◆ **TUGAS A**
Dalam kutipan terpilih tentang ayat hutang piutang, ayat apa yang menurut sebagian ulama paling besar diharapkan dalam Al-Qur'an?

◆ **KUTIPAN TERPILIH**
Kalimat-kalimat Penting
Sebagian ulama mengatakan:
Ayat yang paling besar diharapakan dalam al-qur'an adalah ayat-ayat yang
membahas perkara hutang piutang; karena di dalamnya Allah membahas cara-cara
yang menjamin terjaganya hutang itu dari ketidak pastian, walaupun jumlah hutang
itu sedikit, mereka mengatakan: dan dengan ayat ini harta kaum muslimin akan
terjaga, hal ini merupakan maslahat yang sangat besar bagi umat islam.
a.
وَلْيَكْتُب
بَّيْنَكُمْ كَاتِبٌۢ بِالْعَدْلِ dalam
ayat disebutkanبَّيْنَكُمْ "diantara
kalian" dan bukanأحدكم "salah seorang dari
kalian", karena tatkala pemberi hutang yang berperan sebagai penulis untuk
penerima hutang ataupun sebaliknya; Allah kemudian menetapkan syari'at-Nya
dalam perkara ini dengan menjadikan seorang penulis hutang selain dari keduanya
agar keadilan ditegakkan, sehingga tidak terjadi pada hati atau pena penulis
kecendrungan terhadap salah satu dari keduanya.

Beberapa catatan
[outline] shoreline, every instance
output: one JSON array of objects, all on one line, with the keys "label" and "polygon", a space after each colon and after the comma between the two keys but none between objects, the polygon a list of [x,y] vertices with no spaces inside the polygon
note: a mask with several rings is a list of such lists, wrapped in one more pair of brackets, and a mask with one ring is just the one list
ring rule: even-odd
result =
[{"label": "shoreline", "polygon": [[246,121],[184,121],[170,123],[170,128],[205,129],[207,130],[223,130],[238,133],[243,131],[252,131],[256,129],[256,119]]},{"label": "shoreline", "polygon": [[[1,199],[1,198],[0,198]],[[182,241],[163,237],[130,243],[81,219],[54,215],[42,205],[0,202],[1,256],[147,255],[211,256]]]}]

◆ **TUGAS B**
Tuliskan kembali semua baris catatan di atas beserta permintaannya. Naikkan setiap angka koordinat titik poligon pada jawaban sebesar 24.

◆ **JAWABAN TERTULIS A**
Ayat-ayat yang membahas perkara hutang piutang.

◆ **JAWABAN TERTULIS B**
[outline] shoreline, every instance
output: one JSON array of objects, all on one line, with the keys "label" and "polygon", a space after each colon and after the comma between the two keys but none between objects, the polygon a list of [x,y] vertices with no spaces inside the polygon
note: a mask with several rings is a list of such lists, wrapped in one more pair of brackets, and a mask with one ring is just the one list
ring rule: even-odd
result =
[{"label": "shoreline", "polygon": [[270,145],[208,145],[194,147],[194,152],[229,153],[231,154],[247,154],[262,157],[267,155],[276,155],[280,153],[280,143]]},{"label": "shoreline", "polygon": [[[25,223],[25,222],[24,222]],[[206,265],[187,261],[154,267],[105,243],[78,239],[66,229],[24,226],[25,280],[171,279],[235,280]]]}]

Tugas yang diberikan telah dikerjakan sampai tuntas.